INSTRUCTION:
Restate each of the lines given below, word for word.

ENTRIES SUPPLIED:
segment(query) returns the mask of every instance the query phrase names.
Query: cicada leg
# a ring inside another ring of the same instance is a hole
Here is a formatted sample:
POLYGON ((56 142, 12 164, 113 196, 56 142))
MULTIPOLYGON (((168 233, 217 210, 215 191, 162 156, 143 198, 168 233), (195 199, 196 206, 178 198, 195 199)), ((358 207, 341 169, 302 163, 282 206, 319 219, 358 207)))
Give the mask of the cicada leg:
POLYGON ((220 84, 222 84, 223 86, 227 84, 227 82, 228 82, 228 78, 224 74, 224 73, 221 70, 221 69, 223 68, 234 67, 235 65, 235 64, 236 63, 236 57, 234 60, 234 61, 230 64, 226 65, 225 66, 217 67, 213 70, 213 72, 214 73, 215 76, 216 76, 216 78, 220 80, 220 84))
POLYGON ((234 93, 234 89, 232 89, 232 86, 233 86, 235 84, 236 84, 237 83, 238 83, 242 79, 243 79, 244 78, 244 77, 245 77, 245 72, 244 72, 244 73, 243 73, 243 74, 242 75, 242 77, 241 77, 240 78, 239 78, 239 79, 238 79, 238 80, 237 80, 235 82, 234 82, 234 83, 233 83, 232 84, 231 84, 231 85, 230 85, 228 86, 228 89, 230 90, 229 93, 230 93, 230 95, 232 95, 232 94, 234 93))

WRITTEN ANSWER:
segment(query) returns the mask of every instance the query phrase names.
Query: cicada leg
# a ring inside another ring of the same instance is a hole
Here is a formatted sample:
POLYGON ((56 142, 12 164, 113 196, 56 142))
MULTIPOLYGON (((168 233, 217 210, 215 191, 162 156, 143 198, 168 233), (195 199, 196 206, 178 198, 195 199)), ((358 207, 341 169, 302 163, 282 206, 319 219, 358 207)))
Give the mask of the cicada leg:
POLYGON ((220 84, 222 84, 223 86, 227 84, 227 82, 228 82, 228 78, 224 74, 224 73, 221 70, 221 69, 223 68, 234 67, 235 65, 235 64, 236 63, 236 57, 234 60, 234 61, 230 64, 226 65, 225 66, 217 67, 213 70, 213 72, 214 73, 215 76, 216 76, 216 78, 220 80, 220 84))
POLYGON ((234 93, 234 89, 232 89, 232 86, 233 86, 235 84, 236 84, 237 83, 238 83, 242 79, 243 79, 244 78, 244 77, 245 77, 245 72, 244 72, 244 73, 243 73, 243 74, 242 75, 242 77, 241 77, 240 78, 239 78, 239 79, 238 79, 238 80, 237 80, 235 82, 234 82, 234 83, 233 83, 232 84, 231 84, 231 85, 230 85, 228 86, 228 89, 230 90, 229 93, 230 93, 230 95, 232 95, 232 94, 234 93))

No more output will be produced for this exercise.